▶ _What to work on_: Starting with the line that contains "[locate] ceiling dome" and going on through the end of the entries, write those lines out again with "ceiling dome" renamed to "domed ceiling" and everything else left unchanged.

▶ _Data in this exercise_:

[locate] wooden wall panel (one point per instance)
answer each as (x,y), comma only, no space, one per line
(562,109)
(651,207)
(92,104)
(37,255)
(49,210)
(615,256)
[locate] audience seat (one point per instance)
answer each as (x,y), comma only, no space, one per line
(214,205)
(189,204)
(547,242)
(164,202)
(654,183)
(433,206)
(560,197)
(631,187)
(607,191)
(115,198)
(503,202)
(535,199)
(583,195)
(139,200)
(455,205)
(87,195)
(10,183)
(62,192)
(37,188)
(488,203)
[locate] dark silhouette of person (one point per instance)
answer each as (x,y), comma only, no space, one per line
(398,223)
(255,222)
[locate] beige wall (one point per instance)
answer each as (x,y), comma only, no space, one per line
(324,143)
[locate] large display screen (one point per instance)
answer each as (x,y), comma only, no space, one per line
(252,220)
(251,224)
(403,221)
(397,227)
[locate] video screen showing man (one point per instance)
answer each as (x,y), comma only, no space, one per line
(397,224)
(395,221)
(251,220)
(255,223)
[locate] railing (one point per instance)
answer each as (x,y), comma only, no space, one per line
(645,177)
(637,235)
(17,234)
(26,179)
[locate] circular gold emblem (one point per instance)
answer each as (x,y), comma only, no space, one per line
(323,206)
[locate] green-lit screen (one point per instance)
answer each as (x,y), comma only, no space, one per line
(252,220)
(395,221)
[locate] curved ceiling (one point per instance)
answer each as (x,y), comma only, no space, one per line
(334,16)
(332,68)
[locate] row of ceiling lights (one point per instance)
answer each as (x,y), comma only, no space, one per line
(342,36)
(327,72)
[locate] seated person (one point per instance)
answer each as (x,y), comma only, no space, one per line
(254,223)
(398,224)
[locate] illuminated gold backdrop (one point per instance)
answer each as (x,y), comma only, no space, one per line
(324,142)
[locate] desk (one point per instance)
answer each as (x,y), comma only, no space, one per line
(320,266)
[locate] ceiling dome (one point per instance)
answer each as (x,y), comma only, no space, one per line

▶ _Output_:
[locate] domed ceiling (one point per instance)
answer each as (x,y), comma only, no space, one per line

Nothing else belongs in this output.